Extract every line of the data below that contains the string "hijab", matching case exactly.
- - -
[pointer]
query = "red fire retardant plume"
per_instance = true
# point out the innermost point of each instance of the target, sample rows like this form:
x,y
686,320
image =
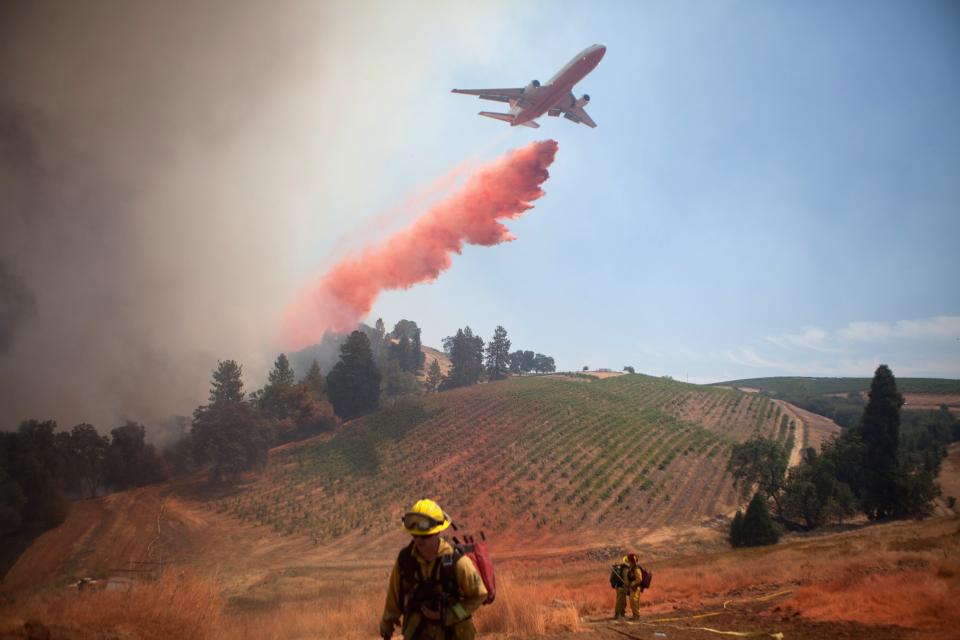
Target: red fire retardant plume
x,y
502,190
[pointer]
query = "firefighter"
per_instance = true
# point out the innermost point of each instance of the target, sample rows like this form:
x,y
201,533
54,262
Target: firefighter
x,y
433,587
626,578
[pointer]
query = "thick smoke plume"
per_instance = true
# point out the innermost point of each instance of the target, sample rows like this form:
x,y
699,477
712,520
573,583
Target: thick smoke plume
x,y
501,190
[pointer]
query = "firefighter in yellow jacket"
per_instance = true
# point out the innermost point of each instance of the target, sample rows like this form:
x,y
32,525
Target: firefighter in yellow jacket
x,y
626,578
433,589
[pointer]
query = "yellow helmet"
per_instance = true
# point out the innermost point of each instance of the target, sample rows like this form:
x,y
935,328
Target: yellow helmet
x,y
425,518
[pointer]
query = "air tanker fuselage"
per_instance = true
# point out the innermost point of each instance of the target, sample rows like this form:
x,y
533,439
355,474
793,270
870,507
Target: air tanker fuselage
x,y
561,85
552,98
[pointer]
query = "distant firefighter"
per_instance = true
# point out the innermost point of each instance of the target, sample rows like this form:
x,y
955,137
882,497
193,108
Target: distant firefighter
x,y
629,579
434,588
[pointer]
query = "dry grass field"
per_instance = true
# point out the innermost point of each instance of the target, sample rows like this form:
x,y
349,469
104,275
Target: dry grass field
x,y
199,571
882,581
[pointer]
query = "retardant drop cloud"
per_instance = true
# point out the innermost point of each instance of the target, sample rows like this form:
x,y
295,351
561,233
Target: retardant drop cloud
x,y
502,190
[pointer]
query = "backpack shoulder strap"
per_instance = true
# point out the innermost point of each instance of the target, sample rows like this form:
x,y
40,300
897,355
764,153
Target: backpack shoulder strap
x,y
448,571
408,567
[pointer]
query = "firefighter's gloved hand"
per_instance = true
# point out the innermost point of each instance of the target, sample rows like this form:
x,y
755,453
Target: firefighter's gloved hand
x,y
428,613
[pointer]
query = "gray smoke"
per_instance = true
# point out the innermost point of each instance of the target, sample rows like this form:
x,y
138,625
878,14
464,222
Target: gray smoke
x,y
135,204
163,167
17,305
- - -
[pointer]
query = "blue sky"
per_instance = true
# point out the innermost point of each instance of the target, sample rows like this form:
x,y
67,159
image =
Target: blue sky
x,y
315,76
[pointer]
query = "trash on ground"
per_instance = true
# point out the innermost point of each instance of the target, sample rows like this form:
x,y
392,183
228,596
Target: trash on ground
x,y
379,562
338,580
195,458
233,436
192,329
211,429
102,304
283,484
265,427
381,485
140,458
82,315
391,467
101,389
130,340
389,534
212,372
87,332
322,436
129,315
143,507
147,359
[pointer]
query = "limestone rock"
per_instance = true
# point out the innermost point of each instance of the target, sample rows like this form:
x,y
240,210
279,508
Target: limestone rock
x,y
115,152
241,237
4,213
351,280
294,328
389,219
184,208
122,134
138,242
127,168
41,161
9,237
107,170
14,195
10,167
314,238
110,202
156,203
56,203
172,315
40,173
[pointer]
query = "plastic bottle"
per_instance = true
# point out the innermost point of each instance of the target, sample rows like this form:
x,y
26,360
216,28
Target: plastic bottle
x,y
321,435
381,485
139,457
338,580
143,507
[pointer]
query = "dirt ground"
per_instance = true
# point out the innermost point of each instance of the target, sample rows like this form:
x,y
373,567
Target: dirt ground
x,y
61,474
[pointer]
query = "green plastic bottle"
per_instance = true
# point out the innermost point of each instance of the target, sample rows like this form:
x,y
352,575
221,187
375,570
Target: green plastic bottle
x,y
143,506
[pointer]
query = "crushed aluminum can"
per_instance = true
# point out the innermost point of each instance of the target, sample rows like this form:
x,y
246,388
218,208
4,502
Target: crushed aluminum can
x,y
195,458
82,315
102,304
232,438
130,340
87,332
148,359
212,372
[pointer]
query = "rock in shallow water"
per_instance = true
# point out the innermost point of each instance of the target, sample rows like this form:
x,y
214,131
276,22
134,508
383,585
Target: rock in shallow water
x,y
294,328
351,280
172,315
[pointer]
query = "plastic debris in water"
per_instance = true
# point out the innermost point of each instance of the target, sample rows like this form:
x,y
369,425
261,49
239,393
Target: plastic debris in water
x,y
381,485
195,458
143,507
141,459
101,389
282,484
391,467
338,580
- - -
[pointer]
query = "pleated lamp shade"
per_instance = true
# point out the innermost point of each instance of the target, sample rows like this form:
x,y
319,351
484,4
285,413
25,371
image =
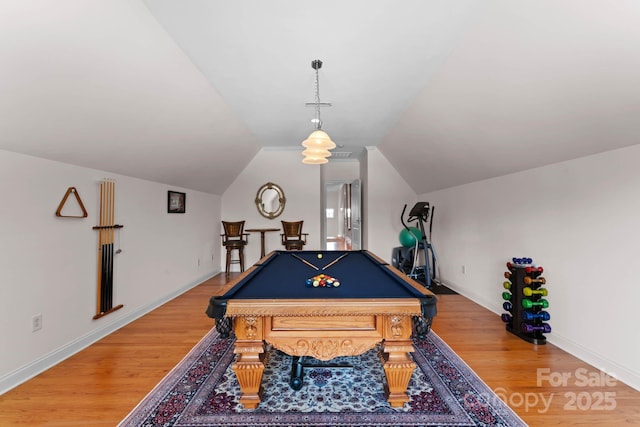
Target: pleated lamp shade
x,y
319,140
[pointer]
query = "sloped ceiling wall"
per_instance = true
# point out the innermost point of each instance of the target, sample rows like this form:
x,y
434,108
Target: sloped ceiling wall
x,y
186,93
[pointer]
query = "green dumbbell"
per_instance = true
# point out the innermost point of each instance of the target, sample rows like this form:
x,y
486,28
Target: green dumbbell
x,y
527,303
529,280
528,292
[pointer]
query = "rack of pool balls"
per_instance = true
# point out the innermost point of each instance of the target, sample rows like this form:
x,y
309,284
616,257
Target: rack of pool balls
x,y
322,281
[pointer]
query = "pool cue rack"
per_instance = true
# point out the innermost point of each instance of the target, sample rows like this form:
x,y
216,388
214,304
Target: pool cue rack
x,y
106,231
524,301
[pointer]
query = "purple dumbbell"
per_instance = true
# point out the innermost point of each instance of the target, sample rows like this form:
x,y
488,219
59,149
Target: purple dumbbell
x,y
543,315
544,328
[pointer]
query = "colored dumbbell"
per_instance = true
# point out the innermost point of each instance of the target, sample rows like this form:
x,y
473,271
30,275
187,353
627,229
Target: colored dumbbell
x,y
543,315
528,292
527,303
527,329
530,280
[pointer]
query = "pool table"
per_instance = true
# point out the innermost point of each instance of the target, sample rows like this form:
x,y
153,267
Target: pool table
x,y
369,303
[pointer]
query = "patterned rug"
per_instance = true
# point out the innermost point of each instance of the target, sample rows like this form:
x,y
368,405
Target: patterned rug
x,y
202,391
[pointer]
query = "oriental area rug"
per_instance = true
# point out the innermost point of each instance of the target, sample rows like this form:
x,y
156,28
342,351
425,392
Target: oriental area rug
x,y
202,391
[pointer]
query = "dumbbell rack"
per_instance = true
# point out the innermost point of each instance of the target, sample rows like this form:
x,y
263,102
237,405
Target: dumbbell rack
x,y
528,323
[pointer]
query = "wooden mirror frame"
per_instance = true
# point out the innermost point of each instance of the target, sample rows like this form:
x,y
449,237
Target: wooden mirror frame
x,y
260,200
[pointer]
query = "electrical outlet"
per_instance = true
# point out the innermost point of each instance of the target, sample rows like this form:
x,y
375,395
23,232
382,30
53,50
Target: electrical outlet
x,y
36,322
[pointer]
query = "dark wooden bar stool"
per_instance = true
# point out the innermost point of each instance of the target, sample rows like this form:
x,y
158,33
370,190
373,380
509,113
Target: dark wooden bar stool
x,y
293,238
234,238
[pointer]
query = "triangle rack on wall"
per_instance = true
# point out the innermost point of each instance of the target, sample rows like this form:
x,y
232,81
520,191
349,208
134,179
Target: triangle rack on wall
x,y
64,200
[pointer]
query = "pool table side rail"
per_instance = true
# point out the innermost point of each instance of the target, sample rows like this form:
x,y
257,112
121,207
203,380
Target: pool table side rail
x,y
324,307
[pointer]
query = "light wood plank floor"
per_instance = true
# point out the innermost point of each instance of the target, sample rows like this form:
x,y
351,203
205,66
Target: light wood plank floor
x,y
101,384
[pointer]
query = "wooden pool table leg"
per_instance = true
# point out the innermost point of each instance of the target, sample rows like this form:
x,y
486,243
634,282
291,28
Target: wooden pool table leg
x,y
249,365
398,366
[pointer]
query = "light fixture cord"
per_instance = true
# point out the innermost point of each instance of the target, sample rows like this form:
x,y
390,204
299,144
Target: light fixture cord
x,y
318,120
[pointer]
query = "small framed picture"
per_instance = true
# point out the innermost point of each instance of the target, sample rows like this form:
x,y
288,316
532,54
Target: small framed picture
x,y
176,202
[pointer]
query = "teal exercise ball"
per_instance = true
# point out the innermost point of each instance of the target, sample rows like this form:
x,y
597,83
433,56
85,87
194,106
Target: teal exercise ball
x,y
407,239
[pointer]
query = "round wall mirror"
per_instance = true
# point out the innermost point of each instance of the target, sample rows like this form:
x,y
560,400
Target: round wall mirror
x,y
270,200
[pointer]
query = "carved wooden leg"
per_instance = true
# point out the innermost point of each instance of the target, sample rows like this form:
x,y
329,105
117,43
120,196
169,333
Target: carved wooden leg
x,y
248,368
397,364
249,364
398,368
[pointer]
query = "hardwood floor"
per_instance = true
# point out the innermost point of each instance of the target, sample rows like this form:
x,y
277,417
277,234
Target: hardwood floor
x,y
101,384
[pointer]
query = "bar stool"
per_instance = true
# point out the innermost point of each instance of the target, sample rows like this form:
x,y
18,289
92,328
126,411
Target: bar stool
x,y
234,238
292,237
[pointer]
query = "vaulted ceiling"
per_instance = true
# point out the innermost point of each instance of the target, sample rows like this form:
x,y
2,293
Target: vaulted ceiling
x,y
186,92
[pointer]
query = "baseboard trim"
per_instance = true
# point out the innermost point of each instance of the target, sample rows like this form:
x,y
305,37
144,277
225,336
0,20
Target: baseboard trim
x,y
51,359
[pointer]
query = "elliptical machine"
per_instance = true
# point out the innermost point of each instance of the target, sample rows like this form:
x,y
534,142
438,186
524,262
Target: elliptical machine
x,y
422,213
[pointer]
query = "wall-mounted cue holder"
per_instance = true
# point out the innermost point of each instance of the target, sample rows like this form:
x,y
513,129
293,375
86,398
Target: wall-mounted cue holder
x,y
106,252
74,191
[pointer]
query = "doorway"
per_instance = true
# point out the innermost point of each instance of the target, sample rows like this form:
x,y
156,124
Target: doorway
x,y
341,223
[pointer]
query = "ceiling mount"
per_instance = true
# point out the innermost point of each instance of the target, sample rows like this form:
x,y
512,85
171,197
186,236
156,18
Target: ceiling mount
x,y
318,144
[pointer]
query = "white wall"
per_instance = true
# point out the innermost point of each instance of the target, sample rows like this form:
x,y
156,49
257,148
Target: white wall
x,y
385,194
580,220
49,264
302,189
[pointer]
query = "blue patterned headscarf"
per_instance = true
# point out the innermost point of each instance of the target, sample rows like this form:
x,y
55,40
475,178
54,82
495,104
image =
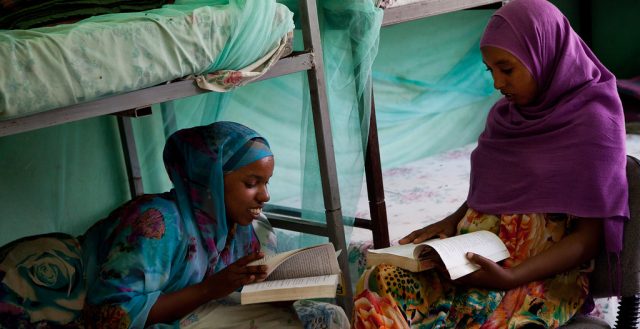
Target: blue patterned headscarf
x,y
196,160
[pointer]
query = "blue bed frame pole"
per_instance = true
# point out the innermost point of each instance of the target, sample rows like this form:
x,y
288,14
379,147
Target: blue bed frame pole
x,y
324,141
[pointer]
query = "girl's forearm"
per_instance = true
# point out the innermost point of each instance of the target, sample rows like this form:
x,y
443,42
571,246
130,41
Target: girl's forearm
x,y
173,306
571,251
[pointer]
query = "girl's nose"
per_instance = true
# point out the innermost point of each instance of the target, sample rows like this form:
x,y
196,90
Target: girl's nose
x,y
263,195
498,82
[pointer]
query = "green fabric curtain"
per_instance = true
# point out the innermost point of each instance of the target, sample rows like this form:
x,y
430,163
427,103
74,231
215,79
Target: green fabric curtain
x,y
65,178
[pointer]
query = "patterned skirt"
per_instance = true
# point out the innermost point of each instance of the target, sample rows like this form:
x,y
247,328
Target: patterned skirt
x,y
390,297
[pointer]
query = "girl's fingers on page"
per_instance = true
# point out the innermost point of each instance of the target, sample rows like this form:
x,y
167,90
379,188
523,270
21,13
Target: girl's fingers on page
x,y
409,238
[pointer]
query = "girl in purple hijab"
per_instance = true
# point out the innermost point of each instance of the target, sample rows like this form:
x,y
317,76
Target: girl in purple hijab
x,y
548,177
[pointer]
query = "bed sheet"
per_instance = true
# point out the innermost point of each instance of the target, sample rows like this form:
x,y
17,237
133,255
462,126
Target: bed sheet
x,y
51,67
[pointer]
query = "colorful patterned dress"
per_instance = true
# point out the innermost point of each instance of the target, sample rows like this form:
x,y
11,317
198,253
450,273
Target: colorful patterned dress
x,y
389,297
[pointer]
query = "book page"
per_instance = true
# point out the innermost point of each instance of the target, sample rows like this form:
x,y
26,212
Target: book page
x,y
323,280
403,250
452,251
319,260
- - -
--- The result ---
query = "girl in purple hijab"
Target: girl in purple hijab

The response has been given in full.